==== Text ====

How to Use Sentiment Analysis to Identify At-Risk Customers in Real Time

Uthaman Bakthikrishnan

Uthaman Bakthikrishnan

Executive Vice President

A few years ago, I was reviewing a set of customer calls with a team.

On paper, everything looked fine.

  • Average handling time was under control.
  • First call resolution was within acceptable limits.
  • Service levels were being met.

If you had looked only at the dashboard, you would have said, “This is a well-run contact center.”

And yet, customers were leaving (Churn).

That disconnect bothered me, and it only meant one thing.

We were measuring what was easy to measure, and missing what actually mattered.

So, we started doing something simple.

We stopped looking at metrics for a while and started listening to calls. That’s when we noticed something interesting.

  • Customers weren’t shouting.
  • They weren’t escalating.
  • They weren’t even being rude.

But there was something else.

==== Provided information ====

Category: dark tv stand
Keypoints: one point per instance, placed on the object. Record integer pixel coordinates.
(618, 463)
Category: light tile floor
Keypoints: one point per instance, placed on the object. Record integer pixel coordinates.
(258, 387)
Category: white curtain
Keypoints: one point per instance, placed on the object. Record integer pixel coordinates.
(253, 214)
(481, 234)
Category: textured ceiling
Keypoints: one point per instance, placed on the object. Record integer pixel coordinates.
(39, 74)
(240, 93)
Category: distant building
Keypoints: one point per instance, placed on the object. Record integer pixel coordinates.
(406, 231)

====

Aim 1:
In the sentiment analysis article, what did the team do after it stopped looking at metrics for a while?
Aim 2:
Write a continuation of the sentiment analysis article, starting after its final sentence.
The lines above are separate material and are unrelated to the sentiment analysis article.

Output 1:
It started listening to calls.

Output 2:
A certain kind of tiredness, and a repetition of phrases like:

  • I’ve already called about this.
  • This keeps happening.
  • I don’t know what else to do.

That was the signal. It was not very loud, but very clear. And that’s when I started paying attention to something we often ignore.

In CX, this is called Sentiment analysis.

Because customers don’t always complain but their tone tells everything, and that’s where customer sentiment analysis changes the game.

Why Identifying At-Risk Customers Early Matters

Most organizations think customer churn is a sudden event.

A customer does not wake up one day, get frustrated, and leave. In reality, it doesn’t happen like that.

Churn is a slow build.

A series of small disappointments, a few unresolved issues, and a growing sense that things are not getting better.

By the time a customer decides to leave, the decision has already been made in their mind.

We just didn’t see it.

And the biggest reason we don’t see it is that we are looking at the wrong signals, like resolution times, call volumes, and closure rates.

Whereas the customers experience effort, frustration, and a lack of confidence.

The gap between those two is where churn lives.

What is Sentiment Analysis in Contact Centers?

When people hear “sentiment analysis,” they often think of something technical. They think about algorithms, models, and AI.

All of that is true.

But at its core, sentiment analysis is very simple.

It’s the ability to understand how a customer is feeling during an interaction.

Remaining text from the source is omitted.